Consigne - Repérez dans les enregistrements ci-dessous toutes les lignes qui contiennent le mot « slope », puis recopiez-les sans rien y changer.

Données fournies -
************
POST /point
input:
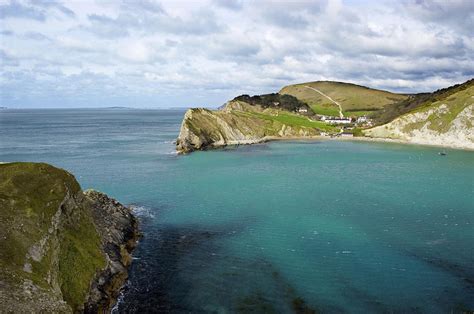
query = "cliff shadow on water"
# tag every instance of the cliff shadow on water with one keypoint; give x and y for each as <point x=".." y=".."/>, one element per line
************
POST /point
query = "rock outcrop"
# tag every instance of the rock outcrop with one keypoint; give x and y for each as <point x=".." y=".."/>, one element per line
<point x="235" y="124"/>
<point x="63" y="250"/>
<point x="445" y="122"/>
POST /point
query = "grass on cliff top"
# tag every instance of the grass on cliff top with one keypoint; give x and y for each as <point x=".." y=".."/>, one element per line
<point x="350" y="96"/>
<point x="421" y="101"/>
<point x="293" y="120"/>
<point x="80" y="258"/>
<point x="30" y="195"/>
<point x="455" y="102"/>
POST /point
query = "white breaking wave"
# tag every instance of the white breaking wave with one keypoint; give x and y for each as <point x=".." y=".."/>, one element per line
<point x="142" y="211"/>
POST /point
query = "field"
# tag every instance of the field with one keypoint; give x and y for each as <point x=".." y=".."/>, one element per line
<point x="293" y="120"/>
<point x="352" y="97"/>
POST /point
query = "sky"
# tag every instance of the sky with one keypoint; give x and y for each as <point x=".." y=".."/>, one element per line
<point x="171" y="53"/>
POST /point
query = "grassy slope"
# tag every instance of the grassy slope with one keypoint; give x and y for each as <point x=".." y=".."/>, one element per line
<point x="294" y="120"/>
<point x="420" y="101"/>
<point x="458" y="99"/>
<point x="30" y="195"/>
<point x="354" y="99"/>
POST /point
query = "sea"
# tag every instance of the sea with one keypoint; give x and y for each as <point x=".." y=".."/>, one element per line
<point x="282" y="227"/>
************
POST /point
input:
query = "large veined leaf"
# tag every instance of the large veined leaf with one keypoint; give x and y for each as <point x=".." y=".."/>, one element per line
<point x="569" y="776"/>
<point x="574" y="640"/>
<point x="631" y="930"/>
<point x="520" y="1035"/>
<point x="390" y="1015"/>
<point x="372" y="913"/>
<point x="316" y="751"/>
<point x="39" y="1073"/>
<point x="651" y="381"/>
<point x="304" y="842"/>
************
Réponse complète -
query = "grassy slope"
# tag every instance of the grassy slope with one keypoint; give x and y for each as <point x=".." y=".."/>, one element per line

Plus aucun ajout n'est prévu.